Supplied text START

This post was originally published on Tor.com, on August 9th.
Recently I was skimming through Tumblr—ever an excellent way of wasting time—when I scrolled to a post reacting to the book Nona the Ninth, the latest entry in Tamsyn Muir’s The Locked Tomb series, published last September. One particular part of this poster’s reaction stood out to me, a reaction that I will roughly paraphrase to, “Wait, are the necromancers in the series…actually the bad guys?”
For the uninitiated, there are many, many necromancers in The Locked Tomb series (and as Charles Stross’ cover blurb for the original entry also assures us, they are mostly lesbians and in space!). To those unfamiliar with the books, the answer to this question might feel obvious: Yes, the necromancers are probably the bad guys, right? That does tend to be the usual depiction when it comes to people who mess with the dead, or even just folks who wear a lot of skull paraphernalia. The guys that stick their fingers in dead bodies and puppet them around? It’s probable that they are up to no good and are, in fact, scheming to steal your liver as we speak!
[Spoilers for The Locked Tomb series below.]
But of course, I’m don’t bring this up to call the OP out for being confused about the obvious. Like me, they have read the books, and it sounds as though we had a similar experience with them. The first two entries in the series take place within John Gaius’ necromantic empire, and the second book is told from the perspective of a full-blown necromancer. Protagonist bias being what it is, readers learn to roll with necromancers’ weird activities and styles of dress. What seems normal to them becomes normal to us. Indeed, one of the central joys of the first book, Gideon the Ninth, is being taken along on the journey of slowly falling in love with the necromancer Harrowhark Nonagesimus, the “hideous witch from hell.” You just have to get to know her a bit.

Supplied text END

## Task goal
Reproduce the post above about the necromancers in The Locked Tomb series in full, word for word and with every character unchanged.

Study material START

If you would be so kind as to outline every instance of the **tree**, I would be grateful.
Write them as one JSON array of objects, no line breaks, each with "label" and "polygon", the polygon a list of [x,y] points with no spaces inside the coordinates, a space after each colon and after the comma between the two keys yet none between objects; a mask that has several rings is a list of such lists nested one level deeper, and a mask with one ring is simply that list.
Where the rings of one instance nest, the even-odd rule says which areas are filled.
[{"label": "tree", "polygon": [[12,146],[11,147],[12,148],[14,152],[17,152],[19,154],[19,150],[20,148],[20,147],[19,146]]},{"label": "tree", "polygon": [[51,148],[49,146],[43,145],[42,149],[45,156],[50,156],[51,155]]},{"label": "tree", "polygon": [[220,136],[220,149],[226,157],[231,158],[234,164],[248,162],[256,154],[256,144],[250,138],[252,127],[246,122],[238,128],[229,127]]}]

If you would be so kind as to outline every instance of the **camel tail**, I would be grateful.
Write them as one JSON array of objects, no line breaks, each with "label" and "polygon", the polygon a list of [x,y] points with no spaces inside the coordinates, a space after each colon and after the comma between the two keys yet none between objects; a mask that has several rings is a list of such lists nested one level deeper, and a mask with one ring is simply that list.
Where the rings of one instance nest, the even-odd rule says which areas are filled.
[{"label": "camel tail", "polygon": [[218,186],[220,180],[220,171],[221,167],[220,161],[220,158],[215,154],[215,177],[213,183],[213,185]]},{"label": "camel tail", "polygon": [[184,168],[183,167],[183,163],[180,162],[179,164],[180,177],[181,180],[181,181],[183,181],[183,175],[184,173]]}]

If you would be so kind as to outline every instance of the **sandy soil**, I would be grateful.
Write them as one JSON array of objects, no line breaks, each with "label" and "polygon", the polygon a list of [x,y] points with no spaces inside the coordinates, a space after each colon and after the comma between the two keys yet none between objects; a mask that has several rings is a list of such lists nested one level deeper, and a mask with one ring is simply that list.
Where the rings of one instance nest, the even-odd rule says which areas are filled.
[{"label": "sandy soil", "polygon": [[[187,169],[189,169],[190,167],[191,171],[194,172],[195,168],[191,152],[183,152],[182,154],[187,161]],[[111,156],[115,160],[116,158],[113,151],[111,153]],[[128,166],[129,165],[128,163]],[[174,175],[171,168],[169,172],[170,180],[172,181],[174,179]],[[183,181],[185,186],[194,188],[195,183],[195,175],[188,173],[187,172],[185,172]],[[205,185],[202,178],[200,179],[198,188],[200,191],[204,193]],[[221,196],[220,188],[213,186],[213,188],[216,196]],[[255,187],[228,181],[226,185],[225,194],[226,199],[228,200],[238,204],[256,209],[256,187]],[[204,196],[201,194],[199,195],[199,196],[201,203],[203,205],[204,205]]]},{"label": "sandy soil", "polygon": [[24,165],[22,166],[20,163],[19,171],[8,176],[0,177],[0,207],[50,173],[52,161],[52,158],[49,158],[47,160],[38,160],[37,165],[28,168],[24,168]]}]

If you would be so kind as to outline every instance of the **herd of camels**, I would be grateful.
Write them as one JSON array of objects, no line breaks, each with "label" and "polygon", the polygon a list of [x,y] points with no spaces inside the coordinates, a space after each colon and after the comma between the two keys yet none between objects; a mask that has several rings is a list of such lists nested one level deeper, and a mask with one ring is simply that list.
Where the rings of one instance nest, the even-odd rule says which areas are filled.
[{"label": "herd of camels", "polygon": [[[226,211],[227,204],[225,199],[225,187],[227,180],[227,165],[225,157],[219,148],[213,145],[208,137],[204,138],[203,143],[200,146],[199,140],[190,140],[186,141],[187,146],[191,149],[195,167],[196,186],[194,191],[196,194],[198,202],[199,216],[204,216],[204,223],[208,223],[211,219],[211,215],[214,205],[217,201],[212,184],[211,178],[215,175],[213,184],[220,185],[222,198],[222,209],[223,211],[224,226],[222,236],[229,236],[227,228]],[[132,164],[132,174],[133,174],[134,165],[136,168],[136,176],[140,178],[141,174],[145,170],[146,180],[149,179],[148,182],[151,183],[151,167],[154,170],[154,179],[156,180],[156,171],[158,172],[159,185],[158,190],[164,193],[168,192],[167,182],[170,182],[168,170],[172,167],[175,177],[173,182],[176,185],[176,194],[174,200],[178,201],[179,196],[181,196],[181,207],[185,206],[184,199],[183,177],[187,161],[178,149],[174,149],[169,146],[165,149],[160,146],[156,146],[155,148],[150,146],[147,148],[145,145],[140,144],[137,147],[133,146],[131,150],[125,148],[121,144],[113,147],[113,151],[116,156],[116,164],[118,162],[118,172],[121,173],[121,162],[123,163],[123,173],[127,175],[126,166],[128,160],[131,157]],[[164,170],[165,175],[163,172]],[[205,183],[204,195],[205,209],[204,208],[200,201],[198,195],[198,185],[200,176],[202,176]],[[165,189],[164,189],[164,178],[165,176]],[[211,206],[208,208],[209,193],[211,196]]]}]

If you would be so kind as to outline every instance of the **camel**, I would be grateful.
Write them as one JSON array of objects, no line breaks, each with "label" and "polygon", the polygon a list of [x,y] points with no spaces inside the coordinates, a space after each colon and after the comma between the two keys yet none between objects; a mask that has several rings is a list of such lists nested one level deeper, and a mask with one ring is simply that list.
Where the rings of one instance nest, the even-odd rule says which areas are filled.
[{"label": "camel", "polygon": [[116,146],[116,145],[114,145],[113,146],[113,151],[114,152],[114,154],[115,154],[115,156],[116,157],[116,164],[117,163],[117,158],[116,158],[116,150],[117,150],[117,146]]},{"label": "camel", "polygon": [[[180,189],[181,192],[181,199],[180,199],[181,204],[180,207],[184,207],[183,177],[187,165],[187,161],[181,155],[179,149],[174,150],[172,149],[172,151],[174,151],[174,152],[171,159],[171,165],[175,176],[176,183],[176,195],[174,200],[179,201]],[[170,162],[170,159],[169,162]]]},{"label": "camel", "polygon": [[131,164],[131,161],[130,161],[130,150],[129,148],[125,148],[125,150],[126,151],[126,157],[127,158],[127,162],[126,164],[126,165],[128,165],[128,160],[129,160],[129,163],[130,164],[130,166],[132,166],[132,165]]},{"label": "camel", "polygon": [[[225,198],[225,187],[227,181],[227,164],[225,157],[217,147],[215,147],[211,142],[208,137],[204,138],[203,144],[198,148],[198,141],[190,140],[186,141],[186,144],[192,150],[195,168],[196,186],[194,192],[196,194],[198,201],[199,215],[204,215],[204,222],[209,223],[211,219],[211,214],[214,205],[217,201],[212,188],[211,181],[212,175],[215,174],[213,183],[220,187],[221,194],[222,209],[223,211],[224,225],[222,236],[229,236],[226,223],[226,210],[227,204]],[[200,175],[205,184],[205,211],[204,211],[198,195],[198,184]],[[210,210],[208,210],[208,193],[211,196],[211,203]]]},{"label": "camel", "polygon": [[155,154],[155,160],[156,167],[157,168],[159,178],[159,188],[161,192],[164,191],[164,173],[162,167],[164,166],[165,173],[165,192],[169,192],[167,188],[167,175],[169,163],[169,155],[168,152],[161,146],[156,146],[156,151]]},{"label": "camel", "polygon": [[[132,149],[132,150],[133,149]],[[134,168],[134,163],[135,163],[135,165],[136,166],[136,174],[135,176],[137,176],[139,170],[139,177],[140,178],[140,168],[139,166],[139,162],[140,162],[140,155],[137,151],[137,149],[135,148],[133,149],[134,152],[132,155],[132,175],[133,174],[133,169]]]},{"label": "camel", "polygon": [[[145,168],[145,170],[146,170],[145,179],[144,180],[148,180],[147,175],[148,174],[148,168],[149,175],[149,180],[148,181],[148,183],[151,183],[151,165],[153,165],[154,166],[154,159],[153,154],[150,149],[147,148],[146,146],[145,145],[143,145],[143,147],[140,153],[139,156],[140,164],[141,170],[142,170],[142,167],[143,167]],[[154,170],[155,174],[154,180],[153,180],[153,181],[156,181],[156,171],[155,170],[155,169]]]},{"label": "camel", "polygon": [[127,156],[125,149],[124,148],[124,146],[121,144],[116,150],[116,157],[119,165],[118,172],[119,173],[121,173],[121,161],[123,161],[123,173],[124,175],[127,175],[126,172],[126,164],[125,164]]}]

Study material END

## Solution to this problem
This post was originally published on Tor.com, on August 9th.
Recently I was skimming through Tumblr—ever an excellent way of wasting time—when I scrolled to a post reacting to the book Nona the Ninth, the latest entry in Tamsyn Muir’s The Locked Tomb series, published last September. One particular part of this poster’s reaction stood out to me, a reaction that I will roughly paraphrase to, “Wait, are the necromancers in the series…actually the bad guys?”
For the uninitiated, there are many, many necromancers in The Locked Tomb series (and as Charles Stross’ cover blurb for the original entry also assures us, they are mostly lesbians and in space!). To those unfamiliar with the books, the answer to this question might feel obvious: Yes, the necromancers are probably the bad guys, right? That does tend to be the usual depiction when it comes to people who mess with the dead, or even just folks who wear a lot of skull paraphernalia. The guys that stick their fingers in dead bodies and puppet them around? It’s probable that they are up to no good and are, in fact, scheming to steal your liver as we speak!
[Spoilers for The Locked Tomb series below.]
But of course, I’m don’t bring this up to call the OP out for being confused about the obvious. Like me, they have read the books, and it sounds as though we had a similar experience with them. The first two entries in the series take place within John Gaius’ necromantic empire, and the second book is told from the perspective of a full-blown necromancer. Protagonist bias being what it is, readers learn to roll with necromancers’ weird activities and styles of dress. What seems normal to them becomes normal to us. Indeed, one of the central joys of the first book, Gideon the Ninth, is being taken along on the journey of slowly falling in love with the necromancer Harrowhark Nonagesimus, the “hideous witch from hell.” You just have to get to know her a bit.